Provide an exact transcription of all the records.
═══ Extracted entries ═══
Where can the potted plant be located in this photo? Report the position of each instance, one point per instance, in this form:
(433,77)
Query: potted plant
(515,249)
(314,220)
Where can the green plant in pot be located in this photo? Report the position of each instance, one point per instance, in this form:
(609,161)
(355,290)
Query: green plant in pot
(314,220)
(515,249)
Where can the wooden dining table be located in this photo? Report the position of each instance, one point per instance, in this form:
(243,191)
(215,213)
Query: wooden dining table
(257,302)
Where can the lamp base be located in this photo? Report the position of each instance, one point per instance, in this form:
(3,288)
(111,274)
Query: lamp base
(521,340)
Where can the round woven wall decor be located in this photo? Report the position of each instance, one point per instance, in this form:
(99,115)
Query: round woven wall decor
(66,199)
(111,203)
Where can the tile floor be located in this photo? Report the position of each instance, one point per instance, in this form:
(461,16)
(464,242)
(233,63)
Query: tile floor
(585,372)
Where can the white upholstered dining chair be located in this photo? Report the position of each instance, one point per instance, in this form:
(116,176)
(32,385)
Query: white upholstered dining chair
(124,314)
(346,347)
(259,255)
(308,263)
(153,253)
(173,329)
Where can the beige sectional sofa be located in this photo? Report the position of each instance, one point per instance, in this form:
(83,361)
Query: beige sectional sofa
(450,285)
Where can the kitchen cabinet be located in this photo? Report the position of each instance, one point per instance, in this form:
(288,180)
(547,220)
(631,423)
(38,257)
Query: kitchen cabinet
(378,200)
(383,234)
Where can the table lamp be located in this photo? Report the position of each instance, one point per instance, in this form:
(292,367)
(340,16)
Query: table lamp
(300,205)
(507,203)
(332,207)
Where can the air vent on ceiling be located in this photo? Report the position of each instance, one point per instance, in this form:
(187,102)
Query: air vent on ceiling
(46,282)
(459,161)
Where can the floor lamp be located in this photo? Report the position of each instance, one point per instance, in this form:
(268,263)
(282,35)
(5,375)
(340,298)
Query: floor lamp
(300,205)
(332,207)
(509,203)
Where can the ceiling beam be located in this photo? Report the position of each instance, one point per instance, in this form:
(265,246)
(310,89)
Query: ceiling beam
═══
→ **Solution to this task**:
Where can the potted plant be located in this photo? Report the position of each instance, one point per instance, in this form:
(433,77)
Query: potted plant
(515,249)
(314,220)
Where can the green plant in pot be located in this photo? Report the position of each instance, one point per instance, in this form:
(609,161)
(355,290)
Query: green plant in pot
(314,220)
(515,249)
Where can the wooden dining table be located in this photo? Report the position of each instance, one point per instance, in this form:
(243,191)
(215,213)
Query: wooden dining table
(257,302)
Where can the lamp base be located in this photo? Report the position of each instance, one point per instance, in this form:
(3,288)
(111,274)
Query: lamp base
(521,340)
Where can the round woven wall decor be located in this photo? Report the position of each instance, one point per instance, in this form:
(99,115)
Query: round woven wall decor
(66,199)
(111,203)
Where can the tile floor be located in this photo? Report the position of each instance, one point per instance, in this form:
(461,16)
(464,242)
(233,63)
Query: tile floor
(585,372)
Where can the white upholstered dining chair be located in this photo? Report the position of each instance, one point per instance, in this form:
(116,176)
(32,385)
Query: white upholstered dining chair
(124,314)
(346,347)
(259,255)
(308,263)
(153,253)
(173,329)
Where can the beige sectional sofa be located in this photo? Report the position of each instance, one point per instance, in this form:
(83,361)
Query: beige sectional sofa
(450,285)
Where can the kitchen cabinet be located in this photo? Report the position of each instance, one point per instance, in this form:
(288,180)
(547,220)
(631,423)
(38,257)
Query: kitchen cabinet
(378,200)
(383,234)
Where can the table lamp be located in this photo? Report the position of each instance, one point per instance, in this form:
(292,367)
(340,16)
Query: table lamp
(300,205)
(507,203)
(332,207)
Where can the air vent on ceiling be located in this photo? Report the position of each instance, one point per instance, in this form:
(187,102)
Query: air vent on ceiling
(46,282)
(459,161)
Where can the floor lamp be located in this photo? Report the position of each instance, one point per instance, in this form:
(268,263)
(282,35)
(5,375)
(340,298)
Query: floor lamp
(300,205)
(332,207)
(509,203)
Where can the ceiling beam be located in this photo? Report the position of each instance, one point per instance, in this form:
(265,246)
(310,89)
Query: ceiling beam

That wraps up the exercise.